-- START OF EXCERPT --

BHCI supported the transaction under a keepwell and liquidity support deed and a deed of equity interest purchase undertaking, the agency noted.

Moody’s reviews Cablevision, Telecom Argentina for upgrade

Moody’s Investors Service put Cablevision SA’s B3 Corporate Family Rating and senior note rating on review for upgrade and also Telecom Argentina’s B3 Corporate Family Rating on review for upgrade.

Moody’s said the action follows the announcement of a potential merger between the two companies through a non-cash share exchange transaction.

The transaction would create the largest and only integrated telecom operator in Argentina offering a wide array of services, while maintaining good liquidity and strong credit metrics, the rating agency said.

Moody’s puts Bahamas on review

Moody’s Investors Service said it but the Baa3 bond and issuer ratings of the Bahamas on review for downgrade.

The action is prompted by official statements that the Bahamas’ fiscal position was weaker than previously estimated and that the government’s debt ratios will continue to worsen over the coming years.

-- END OF EXCERPT --
-- START OF ENTRIES SUPPLIED --

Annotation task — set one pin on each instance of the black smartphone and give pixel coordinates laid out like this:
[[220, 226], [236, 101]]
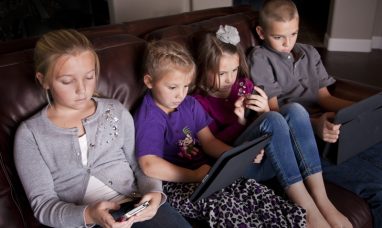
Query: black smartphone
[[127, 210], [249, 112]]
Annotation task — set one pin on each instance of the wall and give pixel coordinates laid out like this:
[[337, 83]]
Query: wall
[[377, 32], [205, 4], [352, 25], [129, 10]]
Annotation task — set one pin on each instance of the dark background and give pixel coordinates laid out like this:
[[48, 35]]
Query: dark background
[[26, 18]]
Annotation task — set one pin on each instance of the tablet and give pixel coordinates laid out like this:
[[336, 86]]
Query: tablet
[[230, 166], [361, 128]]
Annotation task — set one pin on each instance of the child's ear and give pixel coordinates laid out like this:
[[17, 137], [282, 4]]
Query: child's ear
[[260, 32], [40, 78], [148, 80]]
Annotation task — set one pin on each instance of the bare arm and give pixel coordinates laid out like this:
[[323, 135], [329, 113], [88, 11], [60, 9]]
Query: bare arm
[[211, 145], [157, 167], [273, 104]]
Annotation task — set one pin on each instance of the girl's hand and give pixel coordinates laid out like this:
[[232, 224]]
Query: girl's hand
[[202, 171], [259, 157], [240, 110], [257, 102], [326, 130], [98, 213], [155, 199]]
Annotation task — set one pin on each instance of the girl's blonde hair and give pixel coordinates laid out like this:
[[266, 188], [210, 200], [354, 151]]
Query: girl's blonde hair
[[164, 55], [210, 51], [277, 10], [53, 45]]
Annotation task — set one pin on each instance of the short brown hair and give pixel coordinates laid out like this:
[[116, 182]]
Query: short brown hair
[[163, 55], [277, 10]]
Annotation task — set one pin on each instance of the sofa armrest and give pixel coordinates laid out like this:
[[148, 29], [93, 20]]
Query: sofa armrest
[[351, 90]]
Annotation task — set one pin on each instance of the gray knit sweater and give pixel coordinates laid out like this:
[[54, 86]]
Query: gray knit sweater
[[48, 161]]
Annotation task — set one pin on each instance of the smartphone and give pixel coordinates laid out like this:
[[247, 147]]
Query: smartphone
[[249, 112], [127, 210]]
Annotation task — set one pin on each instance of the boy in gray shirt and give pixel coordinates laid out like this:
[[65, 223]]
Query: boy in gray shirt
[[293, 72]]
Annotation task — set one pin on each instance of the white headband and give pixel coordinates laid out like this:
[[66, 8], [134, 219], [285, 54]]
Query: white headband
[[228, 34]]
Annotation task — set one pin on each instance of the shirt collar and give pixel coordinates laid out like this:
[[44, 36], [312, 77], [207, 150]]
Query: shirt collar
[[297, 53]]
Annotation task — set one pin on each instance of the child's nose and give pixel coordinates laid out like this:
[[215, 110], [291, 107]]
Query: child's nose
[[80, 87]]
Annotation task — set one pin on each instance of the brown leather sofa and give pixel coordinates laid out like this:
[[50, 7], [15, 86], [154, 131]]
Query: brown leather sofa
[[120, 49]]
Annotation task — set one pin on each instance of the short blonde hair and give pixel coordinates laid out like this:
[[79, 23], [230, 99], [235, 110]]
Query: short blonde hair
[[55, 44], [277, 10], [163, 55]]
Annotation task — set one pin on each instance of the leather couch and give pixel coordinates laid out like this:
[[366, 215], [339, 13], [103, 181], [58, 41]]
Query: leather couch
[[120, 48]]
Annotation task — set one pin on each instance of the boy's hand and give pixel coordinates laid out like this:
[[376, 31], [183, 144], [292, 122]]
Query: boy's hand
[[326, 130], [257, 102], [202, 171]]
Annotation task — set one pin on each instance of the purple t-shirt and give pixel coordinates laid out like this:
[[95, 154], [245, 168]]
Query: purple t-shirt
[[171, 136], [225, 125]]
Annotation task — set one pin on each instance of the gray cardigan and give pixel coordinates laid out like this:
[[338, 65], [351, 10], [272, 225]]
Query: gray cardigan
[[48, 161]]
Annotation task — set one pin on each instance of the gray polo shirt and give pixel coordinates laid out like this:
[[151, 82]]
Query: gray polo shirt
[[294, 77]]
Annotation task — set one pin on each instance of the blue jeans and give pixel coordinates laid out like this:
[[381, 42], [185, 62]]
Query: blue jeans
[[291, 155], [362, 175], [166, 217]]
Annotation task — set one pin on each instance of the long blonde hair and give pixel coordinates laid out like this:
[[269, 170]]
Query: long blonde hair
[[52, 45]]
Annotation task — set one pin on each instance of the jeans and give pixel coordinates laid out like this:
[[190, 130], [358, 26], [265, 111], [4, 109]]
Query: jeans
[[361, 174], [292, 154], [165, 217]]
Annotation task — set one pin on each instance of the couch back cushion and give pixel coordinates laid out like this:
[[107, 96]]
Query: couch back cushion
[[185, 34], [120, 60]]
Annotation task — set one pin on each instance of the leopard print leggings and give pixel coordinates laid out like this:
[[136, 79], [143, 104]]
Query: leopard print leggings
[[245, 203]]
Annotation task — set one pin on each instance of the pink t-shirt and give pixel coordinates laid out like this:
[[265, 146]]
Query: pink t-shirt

-- END OF ENTRIES SUPPLIED --

* **SET TASK 1**:
Do these statements agree with the excerpt? Answer yes or no for each, and quote the words from the excerpt that decide it.
(a) Telecom Argentina's B3 Corporate Family Rating was placed on review for upgrade.
(b) The proposed merger of Cablevision and Telecom Argentina would be carried out as a cash transaction.
(c) Official statements said the fiscal position of the Bahamas was weaker than previously estimated.
* **SET TASK 2**:
Answer these questions from the excerpt:
(a) Under which two deeds did BHCI support the transaction?
(b) According to the rating agency, what kind of operator would the Cablevision and Telecom Argentina transaction create?
(c) According to the official statements, what will happen to the Bahamas government's debt ratios?
The items are a separate body of material from the excerpt.

* **FINAL RESULT 1**:
(a) Yes: "also Telecom Argentina’s B3 Corporate Family Rating on review for upgrade"
(b) No: "through a non-cash share exchange transaction"
(c) Yes: "official statements that the Bahamas’ fiscal position was weaker than previously estimated"

* **FINAL RESULT 2**:
(a) A keepwell and liquidity support deed and a deed of equity interest purchase undertaking.
(b) The largest and only integrated telecom operator in Argentina, offering a wide array of services.
(c) They will continue to worsen over the coming years.